(Exercise directions):
Reproduce, exactly and in full, only the lines below from the one containing "57L111 62L63 65L59" through the one containing "positive clicks: (66, 68)".

[Data records]
----
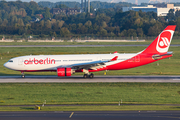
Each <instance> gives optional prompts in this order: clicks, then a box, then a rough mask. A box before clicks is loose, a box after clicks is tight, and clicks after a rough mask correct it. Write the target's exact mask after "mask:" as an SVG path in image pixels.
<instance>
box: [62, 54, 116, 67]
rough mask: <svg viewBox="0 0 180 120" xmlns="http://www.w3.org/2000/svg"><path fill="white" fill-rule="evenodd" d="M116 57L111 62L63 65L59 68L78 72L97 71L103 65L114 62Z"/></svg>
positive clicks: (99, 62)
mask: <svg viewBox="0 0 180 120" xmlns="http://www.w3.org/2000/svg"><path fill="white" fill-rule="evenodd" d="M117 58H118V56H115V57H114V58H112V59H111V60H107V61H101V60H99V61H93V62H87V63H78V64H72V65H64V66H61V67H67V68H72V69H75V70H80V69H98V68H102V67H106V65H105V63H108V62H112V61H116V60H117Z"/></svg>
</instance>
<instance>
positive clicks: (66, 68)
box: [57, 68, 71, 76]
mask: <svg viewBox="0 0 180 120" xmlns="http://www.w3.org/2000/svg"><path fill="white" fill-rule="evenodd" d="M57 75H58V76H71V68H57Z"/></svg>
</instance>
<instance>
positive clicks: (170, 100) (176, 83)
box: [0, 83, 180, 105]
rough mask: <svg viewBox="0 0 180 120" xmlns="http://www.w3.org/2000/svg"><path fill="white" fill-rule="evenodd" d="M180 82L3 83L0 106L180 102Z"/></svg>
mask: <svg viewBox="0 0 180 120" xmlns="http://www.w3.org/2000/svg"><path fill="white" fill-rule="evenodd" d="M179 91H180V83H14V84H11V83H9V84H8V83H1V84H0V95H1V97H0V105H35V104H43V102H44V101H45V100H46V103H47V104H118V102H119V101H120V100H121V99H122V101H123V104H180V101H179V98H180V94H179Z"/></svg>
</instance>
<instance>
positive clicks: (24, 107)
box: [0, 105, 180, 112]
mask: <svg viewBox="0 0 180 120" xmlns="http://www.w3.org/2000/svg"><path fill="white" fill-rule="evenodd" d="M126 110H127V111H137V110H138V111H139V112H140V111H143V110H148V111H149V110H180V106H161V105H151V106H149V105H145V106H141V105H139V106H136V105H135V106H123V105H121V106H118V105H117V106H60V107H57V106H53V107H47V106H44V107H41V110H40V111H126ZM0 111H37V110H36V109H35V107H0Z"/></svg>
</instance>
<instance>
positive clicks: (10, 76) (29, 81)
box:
----
(Exercise solution):
rough mask: <svg viewBox="0 0 180 120" xmlns="http://www.w3.org/2000/svg"><path fill="white" fill-rule="evenodd" d="M116 57L111 62L63 65L59 68L78 72L97 71L103 65L114 62Z"/></svg>
positive clicks: (99, 62)
mask: <svg viewBox="0 0 180 120" xmlns="http://www.w3.org/2000/svg"><path fill="white" fill-rule="evenodd" d="M117 58H118V56H115V57H114V58H112V59H111V60H107V61H101V60H99V61H93V62H87V63H78V64H72V65H64V66H61V67H67V68H72V69H75V70H80V69H98V68H102V67H106V65H105V63H108V62H112V61H116V60H117Z"/></svg>
</instance>
<instance>
positive clicks: (66, 68)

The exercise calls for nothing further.